TEXTO EXTRAÍDO:
Outro delator da Lava Jato, o executivo da Toyo Setal Julio Camargo, disse que os emissários "eram todos homens, sendo que um deles era mulato, forte, 1,85 m, idade aproximada de 55 anos e outro era de estatura baixa, bem branco, idade aproximada de 60 anos".

Em seu depoimento, Julio Camargo afirmou que doou, por meio de suas empresas Teviso, Auguri e Piemonte, R$ 4,2 milhões nas eleições de 2008, 2010 e 2012, a políticos de 11 partidos.

Segundo ele, as doações foram feitas "dentro dos limites previstos em lei e de forma espontânea", a pedido dos candidatos ou dos partidos. Com alguns deles, como o senador Delcídio Amaral (PT-MS) e o ex-senador Romeu Tuma (PTB), morto em 2010, Camargo disse ter apenas relações de amizade.

Miami
No depoimento, Julio Camargo também contou que pagou compras em Miami (EUA) feitas por Eduardo Leite, vice-presidente da Camargo Corrêa e um dos executivos presos na Operação Lava Jato, que investiga fraudes em licitações da Petrobras.

Camargo, que fez acordo de delação premiada, disse que desembolsou cerca de US$ 400 mil (R$ 1,02 milhão) para "fornecedores de móveis em Miami" de Leite entre 2012 e 2013. A transferência teria sido feita por meio de uma conta do executivo da Toyo Setal na Suíça.

O executivo afirmou também que pagou R$ 1 milhão para a empresa Maquian Design, que pertence à mulher de Leite, Mylene, em troca de ela ter apresentado um projeto para equipar um de seus escritórios. Outra empresa acabou sendo contratada para fazer o serviço.

LISTA DE TAREFAS:
**A.** Reproduza sem nenhuma alteração o trecho das linhas abaixo que começa na linha que contém "For our sports analytics pipeline, detect every forked" e termina na linha que contém "98, 30, 103, 34", com as duas incluídas.
**B.** Dê continuidade ao texto acima sobre o depoimento de Julio Camargo na Operação Lava Jato, a partir do ponto em que ele termina.

MATERIAL DE ORIGEM:
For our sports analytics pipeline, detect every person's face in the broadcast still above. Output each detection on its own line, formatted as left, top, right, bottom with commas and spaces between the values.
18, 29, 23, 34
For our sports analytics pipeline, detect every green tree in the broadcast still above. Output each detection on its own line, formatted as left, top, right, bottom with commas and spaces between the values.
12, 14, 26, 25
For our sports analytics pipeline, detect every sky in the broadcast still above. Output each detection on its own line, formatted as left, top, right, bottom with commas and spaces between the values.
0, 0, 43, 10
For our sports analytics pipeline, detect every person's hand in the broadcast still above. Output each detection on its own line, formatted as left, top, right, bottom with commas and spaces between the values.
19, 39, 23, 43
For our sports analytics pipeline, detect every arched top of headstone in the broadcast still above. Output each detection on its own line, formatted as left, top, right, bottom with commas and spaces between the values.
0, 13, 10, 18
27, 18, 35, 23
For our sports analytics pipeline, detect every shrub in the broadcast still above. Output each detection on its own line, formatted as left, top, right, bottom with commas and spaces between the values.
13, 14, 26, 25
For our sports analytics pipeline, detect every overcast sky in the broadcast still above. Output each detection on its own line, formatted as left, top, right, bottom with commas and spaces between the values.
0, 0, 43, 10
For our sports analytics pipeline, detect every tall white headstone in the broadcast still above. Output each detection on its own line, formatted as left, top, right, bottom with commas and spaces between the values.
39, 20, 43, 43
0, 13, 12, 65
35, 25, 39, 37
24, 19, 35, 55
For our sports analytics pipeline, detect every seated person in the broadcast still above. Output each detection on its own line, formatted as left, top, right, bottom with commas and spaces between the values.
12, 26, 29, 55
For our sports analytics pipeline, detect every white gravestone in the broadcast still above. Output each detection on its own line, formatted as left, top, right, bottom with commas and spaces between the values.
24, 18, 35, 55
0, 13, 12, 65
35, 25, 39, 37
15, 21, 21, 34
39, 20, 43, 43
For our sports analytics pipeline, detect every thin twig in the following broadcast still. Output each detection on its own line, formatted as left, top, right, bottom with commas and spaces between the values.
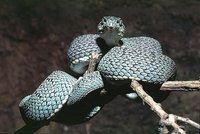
160, 80, 200, 91
131, 80, 200, 134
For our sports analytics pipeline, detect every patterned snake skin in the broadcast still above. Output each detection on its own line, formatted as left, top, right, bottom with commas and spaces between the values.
19, 16, 175, 133
19, 71, 104, 124
68, 16, 176, 100
97, 46, 175, 84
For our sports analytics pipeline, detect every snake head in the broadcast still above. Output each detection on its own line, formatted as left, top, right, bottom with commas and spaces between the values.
97, 16, 125, 47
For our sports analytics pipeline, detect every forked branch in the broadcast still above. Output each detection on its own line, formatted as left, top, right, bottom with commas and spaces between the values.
161, 80, 200, 91
131, 80, 200, 134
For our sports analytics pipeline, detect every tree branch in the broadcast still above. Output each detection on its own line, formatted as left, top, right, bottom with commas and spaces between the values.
160, 80, 200, 91
131, 80, 200, 134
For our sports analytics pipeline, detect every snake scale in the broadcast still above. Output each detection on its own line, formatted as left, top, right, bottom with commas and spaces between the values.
19, 16, 176, 133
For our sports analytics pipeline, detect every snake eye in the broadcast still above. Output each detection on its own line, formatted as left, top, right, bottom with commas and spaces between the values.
98, 30, 103, 34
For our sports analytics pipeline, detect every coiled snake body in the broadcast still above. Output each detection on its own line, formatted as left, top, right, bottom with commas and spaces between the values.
19, 16, 175, 133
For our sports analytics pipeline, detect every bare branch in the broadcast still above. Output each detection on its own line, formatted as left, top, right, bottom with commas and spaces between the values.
131, 80, 200, 134
160, 80, 200, 91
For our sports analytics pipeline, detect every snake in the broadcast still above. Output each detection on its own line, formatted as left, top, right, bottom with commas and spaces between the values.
67, 16, 176, 101
18, 16, 176, 133
16, 70, 104, 133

RESULTADOS POR TAREFA:
**A.**
For our sports analytics pipeline, detect every forked branch in the broadcast still above. Output each detection on its own line, formatted as left, top, right, bottom with commas and spaces between the values.
161, 80, 200, 91
131, 80, 200, 134
For our sports analytics pipeline, detect every tree branch in the broadcast still above. Output each detection on its own line, formatted as left, top, right, bottom with commas and spaces between the values.
160, 80, 200, 91
131, 80, 200, 134
For our sports analytics pipeline, detect every snake scale in the broadcast still above. Output each detection on its own line, formatted as left, top, right, bottom with commas and spaces between the values.
19, 16, 176, 133
For our sports analytics pipeline, detect every snake eye in the broadcast still above. Output each detection on its own line, formatted as left, top, right, bottom with commas and spaces between the values.
98, 30, 103, 34

**B.**
Camargo disse no depoimento que o pagamento a Mylene foi para atender "a uma reciprocidade pelo bom relacionamento" e que o valor "foi de fato muito superior ao que deveria ser cobrado".

Sobre contratos da construtora Camargo Corrêa com a Petrobras, o executivo afirmou que tinha a função de "viabilizar os compromissos na área de engenharia, isto é, efetivar os pagamentos das propinas exigidas".

Com o dinheiro recebido em contratos como consultor, Camargo pagava as propinas a funcionários da Petrobras, segundo seu relato. Em uma das obras, contou à equipe da Lava Jato, chegou a receber uma comissão de R$ 48 milhões, dos quais R$ 12 milhões eram para suborno.

Procurada pela reportagem, a defesa de Eduardo Leite não respondeu aos pedidos de esclarecimento.

Propina virou doação oficial ao PT, diz delator

• Executivo afirma à justiça que teriam sido pagos ao partido cerca de R$ 4 milhões entre 2008 e 2011 a pedido de ex-dirigente da Petrobras

Humberto Trezzi - Zero Hora (RS)

Via de regra, era pago 1% de propina à diretoria de Abastecimento da Petrobras (ligada ao PP) e 2% à diretoria de Serviços (ligada ao PT). Isso, em síntese, é o que falou o executivo Augusto Ribeiro de Mendonça Neto, que trabalhou para a empreiteira Toyo-Setal, em delação premiada feita na 13ª Vara Federal de Curitiba. O conteúdo do depoimento dele, prestado em 29 de outubro, foi divulgado ontem pela Justiça.

Segundo Mendonça Neto, parte da propina paga ao ex-diretor de Serviços Renato Duque era direcionada ao PT como doação oficial ao partido. O delator detalha como as maiores empreiteiras do país formaram um cartel para ganhar as principais concorrências na Petrobras. O delator afirma que isso foi conseguido mediante propina a dirigentes da estatal.

Apelidado de "clube", o cartel era inicialmente composto de oito empresas. Com o tempo, passou a ser formado por 16 empreiteiras, que se revezavam no ganho de contratos. Além de detalhar os privilégios obtidos pelas companhias – listando uma a uma as obras viabilizadas mediante suborno –, Mendonça Neto fala que o dinheiro era canalizado para partidos que compõem as diretorias.

Os arranjos com relação ao PP, por exemplo, foram feitos pelo deputado federal José Janene (falecido em 2010). Ele procurou todas as empresas do "clube" e afirmou ser o responsável pela nomeação de Paulo Roberto Costa para a Diretoria de Abastecimento da Petrobras, diz Ribeiro.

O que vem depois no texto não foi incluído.